» Exercise task
Rewrite the listing from its first line through the line with "<point>623,212</point>", keeping every line except the picture, which you should leave out. Scale only the coordinates of the answer points by 0.75, rounding each to a whole number with halves going up.

Entries from a dataset:
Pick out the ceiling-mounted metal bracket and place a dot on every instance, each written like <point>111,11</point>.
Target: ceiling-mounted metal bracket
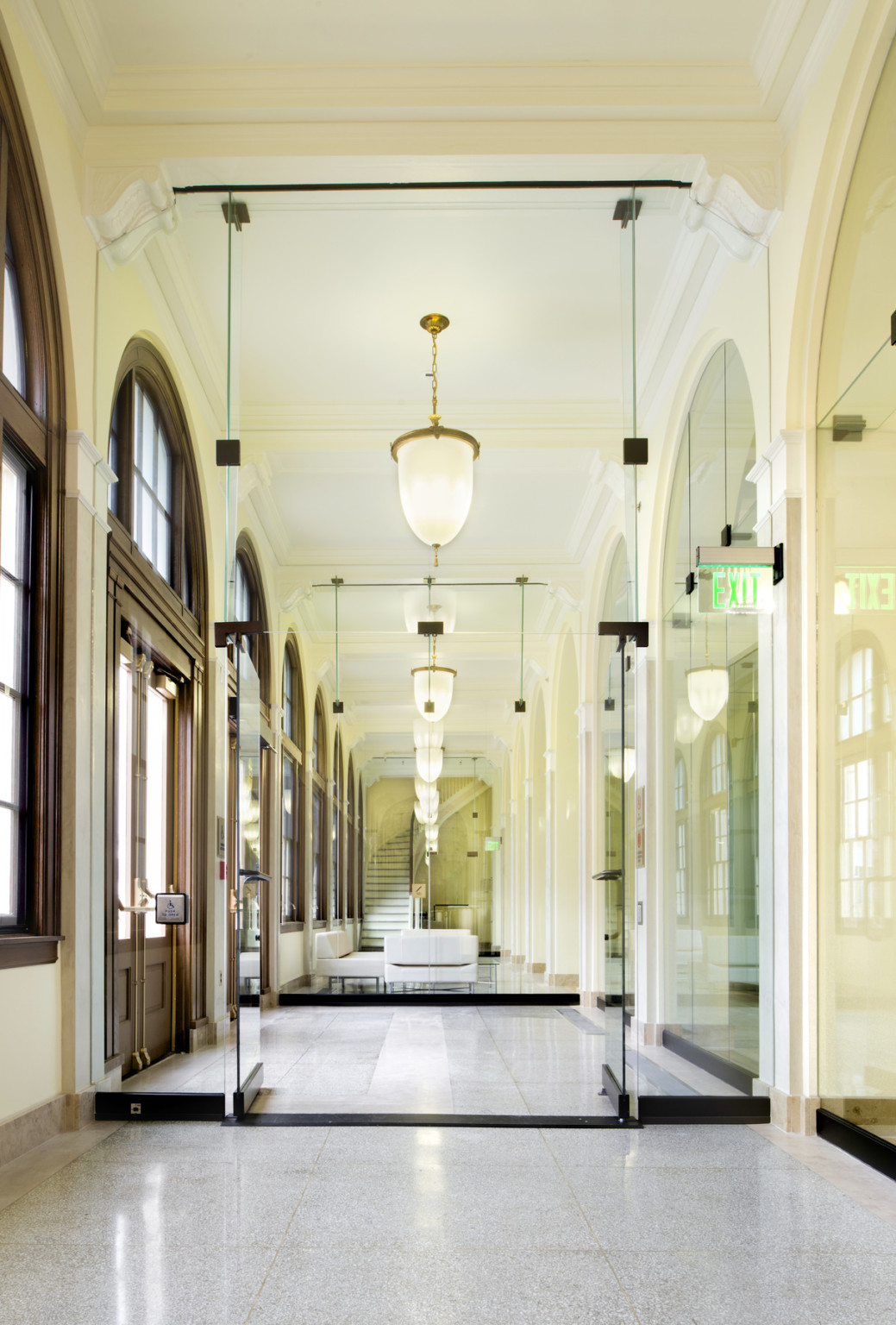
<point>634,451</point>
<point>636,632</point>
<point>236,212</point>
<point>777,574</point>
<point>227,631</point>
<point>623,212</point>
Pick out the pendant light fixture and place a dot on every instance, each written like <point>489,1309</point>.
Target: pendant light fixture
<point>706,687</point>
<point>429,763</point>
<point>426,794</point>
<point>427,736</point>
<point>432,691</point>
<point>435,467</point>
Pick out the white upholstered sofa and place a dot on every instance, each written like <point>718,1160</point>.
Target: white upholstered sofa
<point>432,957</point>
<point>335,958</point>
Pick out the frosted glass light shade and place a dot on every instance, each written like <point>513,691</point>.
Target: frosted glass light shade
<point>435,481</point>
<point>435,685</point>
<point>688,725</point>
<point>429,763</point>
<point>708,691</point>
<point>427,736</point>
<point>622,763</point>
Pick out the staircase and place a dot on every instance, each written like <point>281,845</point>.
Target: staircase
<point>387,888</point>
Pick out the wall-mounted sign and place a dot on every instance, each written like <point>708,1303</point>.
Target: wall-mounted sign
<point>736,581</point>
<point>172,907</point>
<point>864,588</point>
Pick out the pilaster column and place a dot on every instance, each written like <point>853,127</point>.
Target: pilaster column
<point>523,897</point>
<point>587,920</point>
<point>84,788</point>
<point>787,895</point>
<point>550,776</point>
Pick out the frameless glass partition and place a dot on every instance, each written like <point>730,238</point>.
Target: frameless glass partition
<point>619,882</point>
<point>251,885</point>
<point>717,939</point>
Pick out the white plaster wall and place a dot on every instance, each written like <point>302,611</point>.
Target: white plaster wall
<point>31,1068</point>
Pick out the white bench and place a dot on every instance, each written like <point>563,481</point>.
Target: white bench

» Written response
Pick out the ceiling-mounted metal bracket and place a dot on every instance, each written like <point>111,11</point>.
Target: ceiling-mounted metal bracket
<point>476,338</point>
<point>477,474</point>
<point>177,159</point>
<point>583,431</point>
<point>170,473</point>
<point>467,159</point>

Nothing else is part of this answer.